→ Provided text:
● ● ● ● ● ● ●
The PRC was also set to confirm the death sentence on Diya and four others. Abdulkarim Adisa, Tajudeen Olanrewaju, both major-generals and former minister of works and housing, and communication, respectively. The other two are Olusegun Fadipe, a major and Olu Akiyede, a civilian. Sold Sode, the sixth person condemned by the special military tribunal for concealing the plot was to have escaped that, according to Newswatch sources.
Disappointment with Diya
Abacha, sources said, had been hurt by Diya's utterance that the coup was a set-up against him by his boss. He felt that Diya's participation and leading role in the plot was an act of disloyalty on his part.
Diya, like Adisa, acknowledged Abacha as his mentor in the army.
He told his closed friends that Abacha saved him from premature retirement during the Ibrahim Babangida administration. Babangida doubted Diya's loyalty during the April 22, 1990 abortive coup led by Gideon Orka, a major. Instead of rising to condemn the coup, Diya, as the general officer commanding 3rd Division Jos, was said to have merely pledged his loyalty to Nigeria. Apart from saving his military career, Abacha also influenced Diya's appointment as military governor of Ogun State in 1984. Abacha also virtually forced through Diya's promotion.
Dependable sources said Abacha, in fact, sensed Diya's disloyalty in the first quarter of 1996 when he told his number two man in strict confidence that he wished to be civilian president in October, 1998. What did Diya think about that? Diya pleaded for time to think over it. Then Diya invited two of his friends to his office in Abuja and asked them to advise him on his answer.
The two friends told Diya he had made a fundamental error by not immediately supporting Abacha's decision. According to them, it was a measure of Abacha's confidence in Diya that he told him of his plan. Two weeks later when Diya went back to his boss with an answer, Abacha was suspicious of Diya's support for him. It would appear that from this points, the trap was set to see which way Diya's loyalty lay. In 1997, Abacha told Diya he would be going abroad for medical treatment, he told Diya to prepare to hold the fort and ensure everything went well. Abacha was surprised when a few days later, Diya asked why he was delaying his trip. He tried to persuade the head of state to make the trip because according to him his health was more important than anything else. Abacha sweet a rat.
It was also suspected that Diya leaked information about Abacha's ill-health to a newsmagazine in Lagos. The Week the magazine published the story, Abacha made a dramatic public appearance as if to disprove the story. Indeed two weeks before the publication, security sources told Newswatch the story of the late head of state's ill-health would be published by "one of those magazines," but that Abacha was in good health.
● ● ● ● ● ● ●
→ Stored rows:
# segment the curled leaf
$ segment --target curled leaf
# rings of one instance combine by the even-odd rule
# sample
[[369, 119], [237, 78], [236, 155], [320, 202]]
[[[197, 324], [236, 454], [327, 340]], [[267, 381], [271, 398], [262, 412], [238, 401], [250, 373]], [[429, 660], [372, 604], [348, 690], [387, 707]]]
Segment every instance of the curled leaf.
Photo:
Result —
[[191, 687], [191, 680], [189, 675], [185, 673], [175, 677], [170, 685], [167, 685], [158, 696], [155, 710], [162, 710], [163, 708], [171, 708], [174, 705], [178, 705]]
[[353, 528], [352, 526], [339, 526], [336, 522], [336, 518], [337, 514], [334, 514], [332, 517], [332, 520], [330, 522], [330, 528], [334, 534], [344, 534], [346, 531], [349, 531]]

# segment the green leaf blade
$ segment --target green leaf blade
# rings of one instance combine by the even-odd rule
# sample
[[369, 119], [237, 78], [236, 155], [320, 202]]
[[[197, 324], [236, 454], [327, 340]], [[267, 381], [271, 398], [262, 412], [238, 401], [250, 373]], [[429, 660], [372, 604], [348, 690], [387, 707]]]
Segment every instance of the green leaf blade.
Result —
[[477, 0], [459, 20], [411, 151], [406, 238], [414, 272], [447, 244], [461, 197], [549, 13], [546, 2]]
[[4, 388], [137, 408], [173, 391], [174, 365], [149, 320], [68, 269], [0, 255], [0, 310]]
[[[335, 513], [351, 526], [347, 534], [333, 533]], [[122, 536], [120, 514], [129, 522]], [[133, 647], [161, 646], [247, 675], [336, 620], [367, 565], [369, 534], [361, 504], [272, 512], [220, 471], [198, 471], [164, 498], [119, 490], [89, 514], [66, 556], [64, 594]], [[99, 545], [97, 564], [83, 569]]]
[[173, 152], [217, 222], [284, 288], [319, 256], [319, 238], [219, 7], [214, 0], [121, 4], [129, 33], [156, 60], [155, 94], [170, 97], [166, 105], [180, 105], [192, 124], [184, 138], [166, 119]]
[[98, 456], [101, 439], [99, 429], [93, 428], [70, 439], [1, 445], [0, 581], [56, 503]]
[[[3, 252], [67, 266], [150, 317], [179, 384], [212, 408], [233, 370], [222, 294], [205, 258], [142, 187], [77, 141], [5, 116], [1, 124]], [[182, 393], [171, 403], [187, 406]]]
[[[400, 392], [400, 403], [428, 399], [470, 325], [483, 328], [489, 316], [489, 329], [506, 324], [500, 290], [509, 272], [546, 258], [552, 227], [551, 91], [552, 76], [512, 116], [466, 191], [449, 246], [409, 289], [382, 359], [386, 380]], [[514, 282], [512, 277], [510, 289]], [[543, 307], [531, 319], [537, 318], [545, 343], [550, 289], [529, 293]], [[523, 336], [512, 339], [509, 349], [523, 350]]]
● ● ● ● ● ● ●
Write out word for word the portion of the news text about Diya and Abacha above that opens with the words containing "Disappointment with Diya" and closes with "on his part.".

Disappointment with Diya
Abacha, sources said, had been hurt by Diya's utterance that the coup was a set-up against him by his boss. He felt that Diya's participation and leading role in the plot was an act of disloyalty on his part.